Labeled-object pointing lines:
○ ○ ○ ○

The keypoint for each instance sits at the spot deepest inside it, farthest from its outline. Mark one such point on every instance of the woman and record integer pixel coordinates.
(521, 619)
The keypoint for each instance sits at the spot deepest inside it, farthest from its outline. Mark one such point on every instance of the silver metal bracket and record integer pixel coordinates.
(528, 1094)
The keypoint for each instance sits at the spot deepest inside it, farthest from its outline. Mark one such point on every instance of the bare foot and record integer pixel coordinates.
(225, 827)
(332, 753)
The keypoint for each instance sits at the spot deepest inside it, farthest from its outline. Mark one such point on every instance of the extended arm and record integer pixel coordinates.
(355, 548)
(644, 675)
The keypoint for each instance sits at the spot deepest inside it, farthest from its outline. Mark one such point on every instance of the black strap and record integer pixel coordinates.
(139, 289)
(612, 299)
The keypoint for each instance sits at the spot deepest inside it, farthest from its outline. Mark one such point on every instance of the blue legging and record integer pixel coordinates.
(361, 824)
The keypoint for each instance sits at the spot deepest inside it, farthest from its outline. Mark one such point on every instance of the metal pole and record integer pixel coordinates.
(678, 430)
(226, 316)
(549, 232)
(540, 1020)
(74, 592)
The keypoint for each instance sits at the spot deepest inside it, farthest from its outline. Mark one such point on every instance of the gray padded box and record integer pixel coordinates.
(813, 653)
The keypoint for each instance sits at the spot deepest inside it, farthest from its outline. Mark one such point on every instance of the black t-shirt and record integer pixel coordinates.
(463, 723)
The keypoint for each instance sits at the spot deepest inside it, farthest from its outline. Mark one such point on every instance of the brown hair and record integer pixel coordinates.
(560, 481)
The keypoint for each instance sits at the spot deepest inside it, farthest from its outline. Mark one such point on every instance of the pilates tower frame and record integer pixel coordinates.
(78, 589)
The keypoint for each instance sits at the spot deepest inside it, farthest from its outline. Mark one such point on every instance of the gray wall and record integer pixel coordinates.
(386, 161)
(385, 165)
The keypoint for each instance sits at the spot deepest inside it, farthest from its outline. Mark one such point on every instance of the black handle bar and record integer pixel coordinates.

○ ○ ○ ○

Rewrite every line above with "integer pixel coordinates" replaced by "whole-number pixel coordinates", keeping all other text unchanged.

The keypoint for each instance sits at the spot deepest inside it, farthest from its outline. Mark one such point on every instance of the woman and record whole-number pixel coordinates.
(521, 619)
The keypoint for each instance sits at the spot deepest inside it, farthest from its outline. Mark one such point on every instance of the silver metal bracket and record whole-number pixel coordinates.
(528, 1094)
The keypoint for each instance sits at the spot deepest inside it, farthest from its outline. Mark one such point on every instance of the bare foot and record whole-number pixel coordinates.
(225, 827)
(332, 753)
The keypoint for each instance sits at the spot deepest inside it, farthest from its outline. Mark one such point on every instance of the extended arm and record whole-number pixel coordinates.
(355, 548)
(644, 675)
The keypoint for each instance sits at the spot deepest inside it, farthest from its outline. Mark one such point on every instance of the black strap and record whole-number pixel coordinates.
(139, 289)
(612, 299)
The keypoint for each instance sits at the spot deepest inside it, farthest from its outline. Mark one such point on every instance of the blue legging and record whole-number pixel coordinates.
(361, 824)
The keypoint for each instance sits at the spot deepest inside it, farthest from its outline. Mark one such point on every instance of the metal pole and record whole-number pixel coordinates.
(678, 430)
(226, 316)
(549, 232)
(540, 1020)
(74, 592)
The keypoint for each instance sits at the spot deepest inside it, farthest from its outline. Mark one such point on every instance of the gray padded box and record whole-number pixel coordinates.
(813, 653)
The keypoint for each instance sits at the spot deepest inside it, farthest from its outline. Mark one such point on every instance of the black t-shirt and record whole-number pixel coordinates.
(463, 723)
The keypoint for each instance sits at the spot deepest inside it, farthest from its outline. Mark one such point on every instance of the brown hair and record whole-number pixel coordinates.
(560, 481)
The keypoint for each instance sits at the spot deepest inside it, farthest from its outline. Mark one such point on every instance of the pilates tower frame and record whole-number pixel coordinates.
(78, 589)
The keypoint for each instance sits at the spot deepest inside it, farthest from its outline. Mark one such point on every instance of the gray wall and record whole-number pixel coordinates.
(386, 161)
(385, 165)
The keypoint for each instance sits at the spot deepest inside it, farthest from its outline. Mark one such point on every instance of the black handle bar and record whole-number pixel coordinates.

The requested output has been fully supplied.